>>>

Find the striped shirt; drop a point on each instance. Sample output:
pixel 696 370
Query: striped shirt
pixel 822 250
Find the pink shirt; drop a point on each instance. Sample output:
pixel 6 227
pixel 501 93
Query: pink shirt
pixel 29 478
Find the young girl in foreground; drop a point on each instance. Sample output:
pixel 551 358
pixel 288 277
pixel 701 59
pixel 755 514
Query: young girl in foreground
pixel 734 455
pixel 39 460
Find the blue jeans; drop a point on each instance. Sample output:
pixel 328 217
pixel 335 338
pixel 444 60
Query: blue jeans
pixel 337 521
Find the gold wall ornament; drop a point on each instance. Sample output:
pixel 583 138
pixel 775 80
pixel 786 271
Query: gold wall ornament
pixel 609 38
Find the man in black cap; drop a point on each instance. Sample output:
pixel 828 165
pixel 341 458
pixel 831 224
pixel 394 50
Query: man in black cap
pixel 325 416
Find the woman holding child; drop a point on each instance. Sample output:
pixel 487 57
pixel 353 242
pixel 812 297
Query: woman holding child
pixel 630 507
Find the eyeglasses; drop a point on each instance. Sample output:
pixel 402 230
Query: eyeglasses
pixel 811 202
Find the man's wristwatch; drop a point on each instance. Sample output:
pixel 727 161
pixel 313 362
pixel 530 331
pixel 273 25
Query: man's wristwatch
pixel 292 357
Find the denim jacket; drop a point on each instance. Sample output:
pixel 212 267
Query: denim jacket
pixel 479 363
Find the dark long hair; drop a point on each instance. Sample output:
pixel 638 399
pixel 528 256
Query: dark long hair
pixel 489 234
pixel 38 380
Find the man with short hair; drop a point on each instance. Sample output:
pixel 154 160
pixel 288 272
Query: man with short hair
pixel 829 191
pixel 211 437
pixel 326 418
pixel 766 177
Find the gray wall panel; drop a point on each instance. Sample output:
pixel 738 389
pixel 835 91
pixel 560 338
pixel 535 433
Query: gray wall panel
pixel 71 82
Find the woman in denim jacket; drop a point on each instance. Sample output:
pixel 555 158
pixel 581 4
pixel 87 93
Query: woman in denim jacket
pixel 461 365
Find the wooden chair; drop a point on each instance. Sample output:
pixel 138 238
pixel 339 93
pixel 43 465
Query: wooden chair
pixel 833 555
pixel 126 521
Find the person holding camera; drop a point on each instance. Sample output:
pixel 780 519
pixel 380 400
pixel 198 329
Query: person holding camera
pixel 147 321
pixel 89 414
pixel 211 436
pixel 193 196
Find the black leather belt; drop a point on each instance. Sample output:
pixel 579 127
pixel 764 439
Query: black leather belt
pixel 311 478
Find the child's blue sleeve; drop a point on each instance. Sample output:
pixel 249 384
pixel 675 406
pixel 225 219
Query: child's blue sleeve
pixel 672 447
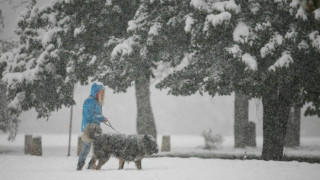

<<<

Set exercise: Reproduce the material above line for line, leaving out the picture.

Right answer:
Find the striped shirt; drop a point on each instance. Sample output:
pixel 696 370
Query: striped shirt
pixel 822 250
Find the pink shirt; drop a point on each instance. Sample output:
pixel 6 227
pixel 501 93
Query: pink shirt
pixel 29 478
Find the young girl in foreground; drop a point on each instance. Sample output:
pixel 551 358
pixel 288 277
pixel 701 59
pixel 755 514
Query: young girl in foreground
pixel 734 455
pixel 39 460
Find the blue jeans; drop a point on each instance. Sample output:
pixel 328 217
pixel 335 338
pixel 444 60
Query: blue jeans
pixel 337 521
Find the gold wall ornament; drop a point on each instance. Sample output:
pixel 583 138
pixel 775 80
pixel 786 271
Query: gold wall ornament
pixel 609 38
Find the man in black cap; drop a point on each instance. Sample output:
pixel 828 165
pixel 341 458
pixel 831 224
pixel 394 50
Query: man in black cap
pixel 325 416
Find the woman holding child; drop a point on each instance. Sample output:
pixel 487 57
pixel 353 242
pixel 812 297
Query: woman holding child
pixel 630 507
Find the eyeglasses; drop a point on each instance. Sample output:
pixel 402 230
Query: eyeglasses
pixel 811 202
Find the man's wristwatch; drop a point on each instance. Sample output:
pixel 727 161
pixel 313 362
pixel 530 331
pixel 273 25
Query: man's wristwatch
pixel 292 357
Find the denim jacket; drop a point on each instance. Sample output:
pixel 212 267
Query: denim jacket
pixel 479 363
Find the dark long hair; drop a point on each instance. Sample output:
pixel 638 399
pixel 528 256
Query: dark long hair
pixel 489 234
pixel 38 380
Find the man with short hair; drop a point on each instance. Sample output:
pixel 154 160
pixel 288 272
Query: man with short hair
pixel 829 191
pixel 211 437
pixel 326 418
pixel 766 177
Find the gray wall panel; drop a point on each instance. Sample output:
pixel 738 389
pixel 835 91
pixel 560 338
pixel 535 433
Query: gray wall panel
pixel 71 82
Find the woman in denim jacket; drop a point on each instance. Sample output:
pixel 555 158
pixel 581 4
pixel 87 93
Query: woman in denim jacket
pixel 461 365
Find the wooden chair; drop a point on each instance. Sample output:
pixel 138 238
pixel 339 93
pixel 43 465
Query: wooden chair
pixel 833 555
pixel 126 521
Find the person holding camera; drop a point on each instance. Sample output:
pixel 780 519
pixel 380 400
pixel 198 329
Query: person holding camera
pixel 147 321
pixel 89 414
pixel 211 436
pixel 193 196
Find the black leather belt; drop a point on each instance. Sample output:
pixel 579 127
pixel 764 439
Query: black leather belt
pixel 311 478
Find the child's blue sleeve; drop a point on each instance. Sample output:
pixel 249 384
pixel 675 406
pixel 225 219
Query: child's blue sleeve
pixel 672 447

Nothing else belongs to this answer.